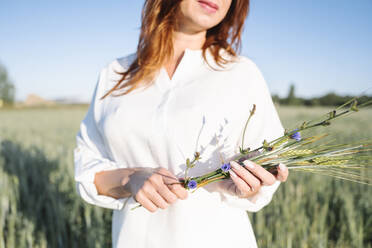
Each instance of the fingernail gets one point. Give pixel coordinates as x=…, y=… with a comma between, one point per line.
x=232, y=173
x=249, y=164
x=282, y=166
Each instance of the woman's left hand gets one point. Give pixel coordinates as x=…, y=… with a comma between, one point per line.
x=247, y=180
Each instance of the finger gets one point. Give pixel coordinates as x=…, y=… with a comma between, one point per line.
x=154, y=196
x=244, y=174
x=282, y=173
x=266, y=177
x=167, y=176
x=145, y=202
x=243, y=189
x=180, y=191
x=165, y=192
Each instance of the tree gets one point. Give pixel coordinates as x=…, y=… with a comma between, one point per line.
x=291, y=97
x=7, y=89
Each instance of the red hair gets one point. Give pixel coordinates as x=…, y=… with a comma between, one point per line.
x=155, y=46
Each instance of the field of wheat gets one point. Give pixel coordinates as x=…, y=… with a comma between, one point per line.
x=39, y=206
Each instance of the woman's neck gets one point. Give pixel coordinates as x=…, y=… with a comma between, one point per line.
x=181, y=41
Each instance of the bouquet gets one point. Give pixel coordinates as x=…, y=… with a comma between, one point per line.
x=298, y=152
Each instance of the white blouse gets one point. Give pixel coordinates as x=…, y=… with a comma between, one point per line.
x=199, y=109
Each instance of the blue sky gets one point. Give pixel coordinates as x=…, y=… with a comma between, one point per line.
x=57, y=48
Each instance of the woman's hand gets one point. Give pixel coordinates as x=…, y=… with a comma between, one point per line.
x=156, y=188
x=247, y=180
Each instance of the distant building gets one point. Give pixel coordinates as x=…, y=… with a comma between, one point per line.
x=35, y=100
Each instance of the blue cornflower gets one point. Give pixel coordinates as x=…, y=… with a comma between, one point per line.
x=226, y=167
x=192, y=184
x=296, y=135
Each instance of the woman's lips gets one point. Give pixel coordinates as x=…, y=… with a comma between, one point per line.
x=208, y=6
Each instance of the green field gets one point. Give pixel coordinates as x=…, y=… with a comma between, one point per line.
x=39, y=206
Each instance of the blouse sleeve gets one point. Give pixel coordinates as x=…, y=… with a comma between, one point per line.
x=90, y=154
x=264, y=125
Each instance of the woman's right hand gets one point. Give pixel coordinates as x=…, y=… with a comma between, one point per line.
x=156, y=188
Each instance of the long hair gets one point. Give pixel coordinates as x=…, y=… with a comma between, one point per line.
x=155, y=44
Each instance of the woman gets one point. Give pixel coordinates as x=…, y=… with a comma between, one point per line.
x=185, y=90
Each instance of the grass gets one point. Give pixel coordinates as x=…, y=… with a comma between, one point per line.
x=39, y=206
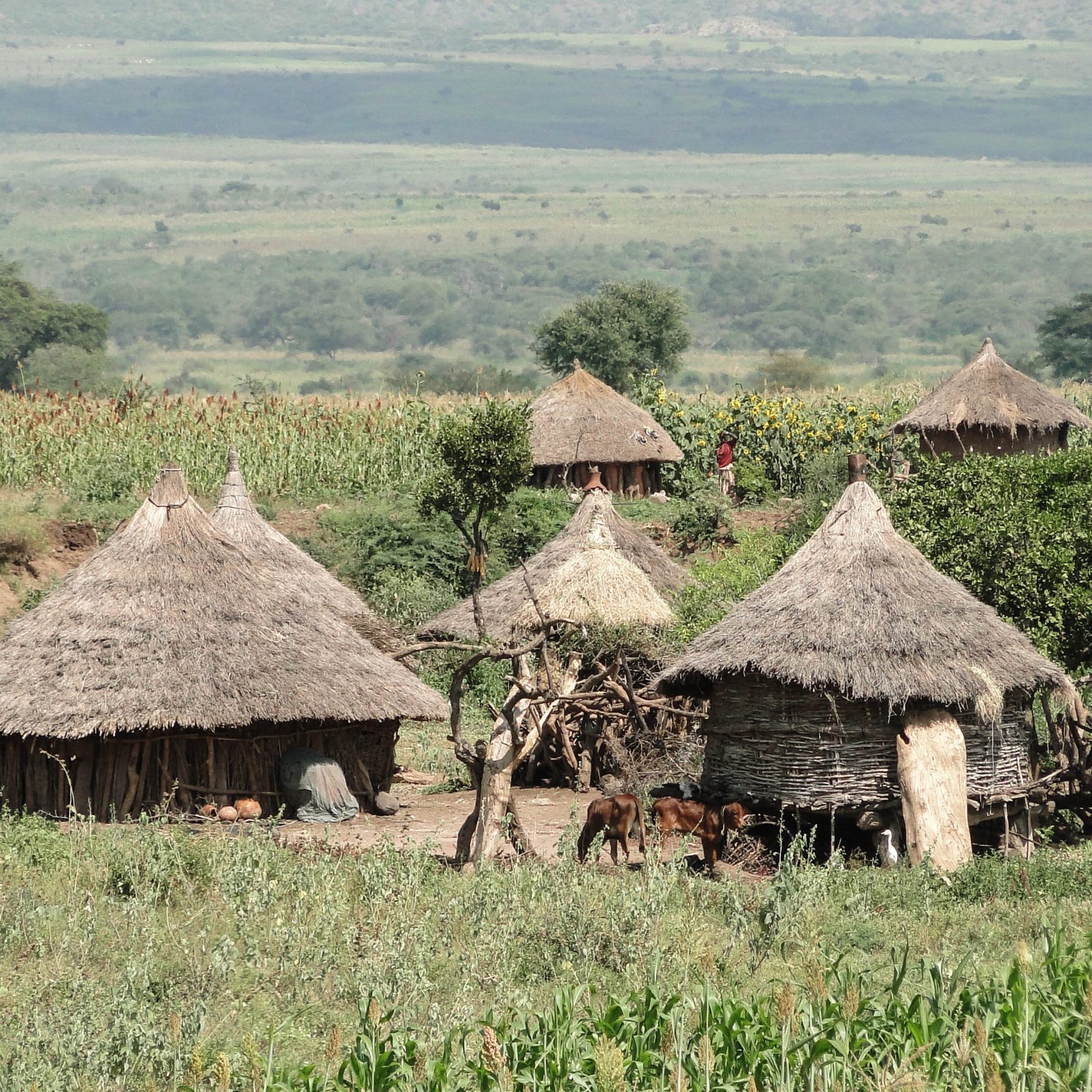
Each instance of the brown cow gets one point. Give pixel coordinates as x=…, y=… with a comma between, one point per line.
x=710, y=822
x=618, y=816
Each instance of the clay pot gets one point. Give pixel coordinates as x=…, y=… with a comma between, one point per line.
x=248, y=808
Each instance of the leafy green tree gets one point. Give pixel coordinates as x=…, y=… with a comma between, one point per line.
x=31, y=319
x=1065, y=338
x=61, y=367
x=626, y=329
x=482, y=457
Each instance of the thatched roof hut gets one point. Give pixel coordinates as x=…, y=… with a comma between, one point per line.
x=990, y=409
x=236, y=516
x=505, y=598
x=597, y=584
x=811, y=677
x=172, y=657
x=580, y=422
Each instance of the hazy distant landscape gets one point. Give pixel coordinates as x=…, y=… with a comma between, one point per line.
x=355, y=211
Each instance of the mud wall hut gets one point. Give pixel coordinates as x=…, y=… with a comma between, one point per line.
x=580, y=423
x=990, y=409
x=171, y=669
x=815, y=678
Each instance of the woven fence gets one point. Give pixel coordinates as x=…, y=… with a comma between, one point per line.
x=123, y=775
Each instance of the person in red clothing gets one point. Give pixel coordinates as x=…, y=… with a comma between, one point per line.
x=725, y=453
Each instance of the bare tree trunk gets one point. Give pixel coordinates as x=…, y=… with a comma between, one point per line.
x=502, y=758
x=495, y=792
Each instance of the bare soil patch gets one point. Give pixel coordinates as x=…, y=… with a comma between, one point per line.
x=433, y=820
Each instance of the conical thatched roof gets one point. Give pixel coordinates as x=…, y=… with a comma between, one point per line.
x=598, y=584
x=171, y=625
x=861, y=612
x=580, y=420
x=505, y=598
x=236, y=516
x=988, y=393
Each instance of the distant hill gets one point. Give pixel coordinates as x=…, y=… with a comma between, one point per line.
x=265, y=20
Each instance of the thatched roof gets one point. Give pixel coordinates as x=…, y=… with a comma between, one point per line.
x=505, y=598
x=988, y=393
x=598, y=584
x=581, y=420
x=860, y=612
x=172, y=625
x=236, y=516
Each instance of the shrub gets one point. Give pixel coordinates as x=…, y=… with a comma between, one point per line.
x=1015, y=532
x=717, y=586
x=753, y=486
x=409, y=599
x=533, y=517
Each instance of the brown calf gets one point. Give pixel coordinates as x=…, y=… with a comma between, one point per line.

Task statement: All the records above need to be given again word for word. Skip the pictures.

Result:
Each instance of the fingernail gets one point. Give pixel coordinates as x=…, y=… with a comma between, one point per line.
x=232, y=173
x=249, y=164
x=282, y=166
Each instance of the woman's left hand gets one point. Give pixel coordinates as x=…, y=… with a comma between, one point per line.
x=247, y=180
Each instance of the finger gets one point. Give pixel coordinates as x=…, y=… with a comma between, one point per line.
x=154, y=196
x=244, y=174
x=282, y=173
x=266, y=177
x=167, y=176
x=145, y=202
x=243, y=189
x=180, y=191
x=165, y=192
Each instance of the tree gets one point. Give pixel coordinates as x=…, y=… with a comma between, one point per line.
x=291, y=97
x=7, y=89
Each instance of the red hair gets one point. Give pixel coordinates as x=…, y=… with a comma between, one point per line.
x=155, y=46
Each instance of the field of wheat gets one point. Give pixel coordinates as x=…, y=… with a comma between, one point per line.
x=39, y=206
Each instance of the woman's neck gets one point. Give pixel coordinates as x=…, y=… with a comma between, one point per line.
x=181, y=41
Each instance of the bouquet gets one point. Give pixel coordinates as x=…, y=… with a comma between, one point per line.
x=298, y=152
Each instance of the white blouse gets one point. Give pixel coordinates as x=…, y=… with a comma between, one point per line.
x=199, y=109
Each instance of the blue sky gets one point. Give pixel coordinates as x=…, y=… with a comma between, one point per line.
x=57, y=48
Each instance of the woman's hand gets one point. Give pixel coordinates as x=…, y=… with a comma between, one point per line.
x=156, y=188
x=247, y=180
Each instance of the distant building gets one point. Give pixel coordinates as x=…, y=… with a comma between, one point per line.
x=35, y=100
Each instance of the blue cornflower gets one point. Give pixel coordinates as x=…, y=… with a comma between, one point per line.
x=226, y=167
x=192, y=184
x=296, y=135
Each instance of the woman's lips gets one point. Give pixel coordinates as x=…, y=… with a comma between, one point per line.
x=208, y=6
Each instance of the green field gets one point. Give pixel coordinates as x=…, y=… with a comma between, one point per line.
x=39, y=206
Each instance of the blouse sleeve gets one point. Give pixel coordinates as x=…, y=… with a comma between, one point per line.
x=90, y=154
x=264, y=125
Each instance of the woman's right hand gets one point. Give pixel coordinates as x=…, y=… with a comma between, one point per line.
x=156, y=188
Each instance of the long hair gets one point. Give pixel coordinates as x=…, y=… with a comma between, one point per line.
x=155, y=44
Each instance of the woman gets one point. Give pixel coordinates as x=…, y=… with a comma between, one point per line.
x=185, y=90
Each instance of the grass gets one point. Give pixel coordinates as x=…, y=… with a comma between, one point per line.
x=39, y=206
Each instance of the brown cow gets one point. Give pixel coordinates as x=…, y=… with a comma between, one point per line.
x=710, y=822
x=618, y=816
Each instance of the clay pot gets one point. Give pixel coordinates as x=…, y=… with a comma between, one point per line.
x=248, y=808
Each instance of the leafy green tree gets one point. Give pixel coordinates as x=…, y=… with a comma between, one point per line.
x=31, y=319
x=1065, y=338
x=61, y=367
x=626, y=329
x=482, y=457
Each instance of the thatched roof hut gets one point. Give pixel coordinates as x=…, y=… with a comma between, one point per line.
x=990, y=409
x=236, y=516
x=505, y=598
x=597, y=584
x=811, y=677
x=172, y=657
x=580, y=422
Each instance of the hazy distant landscape gets one point. Give pixel coordinates as x=…, y=… with a comma between, one point per line.
x=355, y=211
Each instance of the mud wall hut gets one point. Give pixel coordinates as x=…, y=… with a comma between, one point per line.
x=580, y=423
x=990, y=409
x=171, y=669
x=815, y=678
Each instance of the woven fence gets one point. Give pixel coordinates as x=…, y=… with a comma between, one point per line.
x=123, y=775
Each instance of the person in red clothing gets one point. Give pixel coordinates as x=…, y=… with a comma between, one point per line.
x=725, y=453
Each instance of the bare tree trunk gets one point. Give pixel coordinates as x=…, y=… with a comma between, one point per line.
x=502, y=758
x=495, y=792
Each instance of the bare soil patch gets one point. Give pixel coordinates as x=…, y=… with a comma between, one point per line.
x=433, y=820
Each instance of the conical thatched roof gets one point. Give pixel coordinates as x=…, y=… with a comma between, one point per line.
x=598, y=584
x=171, y=625
x=861, y=612
x=580, y=420
x=505, y=598
x=236, y=516
x=988, y=393
Each instance of the distant hill gets one point. Give pixel coordinates as x=…, y=… with a comma between, one point per line.
x=265, y=20
Each instance of the thatched roof gets one point. Give pixel coordinates as x=…, y=… with a comma between, one point per line.
x=505, y=598
x=988, y=393
x=598, y=584
x=581, y=420
x=860, y=612
x=172, y=625
x=236, y=516
Each instance of the shrub gets one point. Give pixel coordinates as x=…, y=… with a comma between, one point per line.
x=1015, y=532
x=717, y=586
x=753, y=486
x=409, y=599
x=533, y=517
Each instance of the brown calf gets one point. Give pixel coordinates as x=…, y=… with a comma between, one point per line.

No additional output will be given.